[[ Data open ]]

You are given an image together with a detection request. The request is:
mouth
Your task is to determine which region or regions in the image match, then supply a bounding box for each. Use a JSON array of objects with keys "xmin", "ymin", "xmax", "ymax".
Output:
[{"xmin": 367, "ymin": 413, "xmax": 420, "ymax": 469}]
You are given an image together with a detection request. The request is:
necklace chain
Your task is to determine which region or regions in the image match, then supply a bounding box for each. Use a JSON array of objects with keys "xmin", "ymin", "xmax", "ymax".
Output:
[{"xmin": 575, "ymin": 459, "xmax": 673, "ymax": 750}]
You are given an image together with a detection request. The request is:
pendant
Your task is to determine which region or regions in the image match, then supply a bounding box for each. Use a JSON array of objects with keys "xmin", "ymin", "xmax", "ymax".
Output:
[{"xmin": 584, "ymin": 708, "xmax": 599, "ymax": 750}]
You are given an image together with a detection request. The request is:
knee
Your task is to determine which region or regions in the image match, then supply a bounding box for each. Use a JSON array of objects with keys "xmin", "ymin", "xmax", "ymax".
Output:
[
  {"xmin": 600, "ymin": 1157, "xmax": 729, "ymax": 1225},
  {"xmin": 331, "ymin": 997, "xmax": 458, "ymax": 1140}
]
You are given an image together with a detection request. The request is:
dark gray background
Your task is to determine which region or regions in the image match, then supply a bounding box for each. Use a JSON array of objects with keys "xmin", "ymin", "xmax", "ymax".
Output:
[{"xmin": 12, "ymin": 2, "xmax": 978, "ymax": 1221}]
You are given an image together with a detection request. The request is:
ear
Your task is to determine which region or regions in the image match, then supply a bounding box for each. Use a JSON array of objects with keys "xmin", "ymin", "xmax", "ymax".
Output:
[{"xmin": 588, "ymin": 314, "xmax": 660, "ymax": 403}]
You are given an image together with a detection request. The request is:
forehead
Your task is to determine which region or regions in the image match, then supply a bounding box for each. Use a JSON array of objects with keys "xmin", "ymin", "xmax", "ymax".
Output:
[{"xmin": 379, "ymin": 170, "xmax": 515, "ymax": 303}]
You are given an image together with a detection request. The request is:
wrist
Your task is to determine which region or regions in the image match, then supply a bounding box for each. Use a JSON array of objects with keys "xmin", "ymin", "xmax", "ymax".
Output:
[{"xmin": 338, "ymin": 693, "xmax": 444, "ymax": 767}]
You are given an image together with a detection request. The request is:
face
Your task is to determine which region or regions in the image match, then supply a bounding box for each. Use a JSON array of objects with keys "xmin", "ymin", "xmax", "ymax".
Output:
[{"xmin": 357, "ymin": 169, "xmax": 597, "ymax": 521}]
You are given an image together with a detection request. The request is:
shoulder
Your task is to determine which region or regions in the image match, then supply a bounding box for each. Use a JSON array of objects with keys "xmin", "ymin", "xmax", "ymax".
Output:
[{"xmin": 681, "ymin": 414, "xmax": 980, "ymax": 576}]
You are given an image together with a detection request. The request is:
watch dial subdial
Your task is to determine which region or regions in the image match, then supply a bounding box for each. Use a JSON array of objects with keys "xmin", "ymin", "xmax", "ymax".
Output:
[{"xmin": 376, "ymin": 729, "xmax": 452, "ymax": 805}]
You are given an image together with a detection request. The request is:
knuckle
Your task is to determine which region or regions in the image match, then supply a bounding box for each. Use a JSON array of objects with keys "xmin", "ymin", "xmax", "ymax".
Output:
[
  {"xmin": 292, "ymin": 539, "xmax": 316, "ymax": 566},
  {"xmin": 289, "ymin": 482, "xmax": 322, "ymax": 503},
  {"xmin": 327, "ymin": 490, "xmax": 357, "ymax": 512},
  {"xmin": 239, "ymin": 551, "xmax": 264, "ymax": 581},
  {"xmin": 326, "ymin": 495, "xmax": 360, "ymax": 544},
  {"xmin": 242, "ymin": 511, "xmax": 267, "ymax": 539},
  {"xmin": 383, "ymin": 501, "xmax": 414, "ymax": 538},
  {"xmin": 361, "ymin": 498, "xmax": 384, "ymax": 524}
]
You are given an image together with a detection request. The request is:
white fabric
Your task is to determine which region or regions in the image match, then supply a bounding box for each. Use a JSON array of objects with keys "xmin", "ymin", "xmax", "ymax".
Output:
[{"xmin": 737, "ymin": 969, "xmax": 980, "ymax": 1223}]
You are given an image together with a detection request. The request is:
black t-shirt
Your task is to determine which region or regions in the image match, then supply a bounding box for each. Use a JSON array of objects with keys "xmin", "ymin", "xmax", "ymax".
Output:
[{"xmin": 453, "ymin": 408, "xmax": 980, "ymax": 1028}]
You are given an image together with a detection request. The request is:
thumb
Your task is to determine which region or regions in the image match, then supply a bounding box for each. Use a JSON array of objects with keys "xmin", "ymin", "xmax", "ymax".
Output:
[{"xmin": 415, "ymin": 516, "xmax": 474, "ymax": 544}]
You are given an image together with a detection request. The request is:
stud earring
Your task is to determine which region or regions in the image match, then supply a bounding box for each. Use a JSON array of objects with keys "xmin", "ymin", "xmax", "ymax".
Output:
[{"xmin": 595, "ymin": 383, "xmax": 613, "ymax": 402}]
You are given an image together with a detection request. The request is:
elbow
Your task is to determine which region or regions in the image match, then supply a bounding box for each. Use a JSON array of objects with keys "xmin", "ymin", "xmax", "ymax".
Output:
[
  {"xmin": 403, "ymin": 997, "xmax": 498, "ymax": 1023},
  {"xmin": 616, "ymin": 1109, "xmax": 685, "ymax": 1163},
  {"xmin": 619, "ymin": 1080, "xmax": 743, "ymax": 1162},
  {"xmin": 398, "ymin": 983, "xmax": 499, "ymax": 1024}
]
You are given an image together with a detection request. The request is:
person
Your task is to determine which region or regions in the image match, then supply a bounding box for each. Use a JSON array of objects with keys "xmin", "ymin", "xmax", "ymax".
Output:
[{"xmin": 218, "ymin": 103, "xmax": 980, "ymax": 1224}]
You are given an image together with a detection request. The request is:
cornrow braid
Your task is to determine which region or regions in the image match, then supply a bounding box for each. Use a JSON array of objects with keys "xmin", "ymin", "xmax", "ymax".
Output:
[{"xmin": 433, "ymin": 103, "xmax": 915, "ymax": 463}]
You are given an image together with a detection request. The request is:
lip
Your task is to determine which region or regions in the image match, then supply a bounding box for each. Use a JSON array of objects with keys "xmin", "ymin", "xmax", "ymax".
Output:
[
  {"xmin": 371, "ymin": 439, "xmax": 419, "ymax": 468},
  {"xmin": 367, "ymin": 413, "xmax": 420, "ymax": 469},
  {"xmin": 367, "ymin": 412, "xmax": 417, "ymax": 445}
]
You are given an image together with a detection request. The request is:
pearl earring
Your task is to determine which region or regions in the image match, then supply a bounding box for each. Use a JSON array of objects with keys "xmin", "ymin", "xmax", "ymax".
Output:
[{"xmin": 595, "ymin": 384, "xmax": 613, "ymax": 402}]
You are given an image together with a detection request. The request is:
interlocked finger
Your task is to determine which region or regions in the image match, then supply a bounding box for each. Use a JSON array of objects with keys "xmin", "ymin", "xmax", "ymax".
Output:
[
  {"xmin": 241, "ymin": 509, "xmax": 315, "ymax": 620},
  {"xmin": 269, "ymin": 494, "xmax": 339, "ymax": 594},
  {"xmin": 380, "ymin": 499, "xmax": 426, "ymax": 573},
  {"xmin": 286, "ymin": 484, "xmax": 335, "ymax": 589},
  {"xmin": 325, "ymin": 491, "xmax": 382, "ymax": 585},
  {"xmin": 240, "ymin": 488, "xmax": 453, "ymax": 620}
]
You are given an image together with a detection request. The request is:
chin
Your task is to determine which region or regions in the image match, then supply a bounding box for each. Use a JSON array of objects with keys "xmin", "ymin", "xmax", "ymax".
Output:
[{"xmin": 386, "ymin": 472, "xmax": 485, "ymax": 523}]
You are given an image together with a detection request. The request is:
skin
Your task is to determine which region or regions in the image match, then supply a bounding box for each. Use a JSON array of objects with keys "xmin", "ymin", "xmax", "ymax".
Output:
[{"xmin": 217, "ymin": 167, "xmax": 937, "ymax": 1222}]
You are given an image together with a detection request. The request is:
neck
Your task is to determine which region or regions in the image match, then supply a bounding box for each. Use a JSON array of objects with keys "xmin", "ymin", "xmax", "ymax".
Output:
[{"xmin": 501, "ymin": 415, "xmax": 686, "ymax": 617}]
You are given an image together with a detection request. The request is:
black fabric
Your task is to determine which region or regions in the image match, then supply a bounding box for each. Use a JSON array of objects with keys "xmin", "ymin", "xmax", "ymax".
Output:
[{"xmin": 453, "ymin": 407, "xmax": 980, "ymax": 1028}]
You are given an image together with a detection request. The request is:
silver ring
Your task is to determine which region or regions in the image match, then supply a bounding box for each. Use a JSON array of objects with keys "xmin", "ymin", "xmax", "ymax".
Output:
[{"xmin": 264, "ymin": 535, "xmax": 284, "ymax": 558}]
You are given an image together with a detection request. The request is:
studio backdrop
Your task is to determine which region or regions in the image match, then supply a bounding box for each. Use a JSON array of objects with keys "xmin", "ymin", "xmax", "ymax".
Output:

[[ Data closed ]]

§ **Exercise prompt**:
Lines from the start of the material through the line containing "necklace chain" are wanted. Write them out exactly.

§ **Exercise solution**:
You are given an image together with a detection request. The request is:
mouth
Your task is to determine which region or regions in the image match, then supply a bounding box for each. Use a JSON array of objects with keys "xmin", "ymin", "xmax", "ymax".
Output:
[{"xmin": 367, "ymin": 413, "xmax": 420, "ymax": 469}]
You are given an image together with a detection request. The request is:
necklace chain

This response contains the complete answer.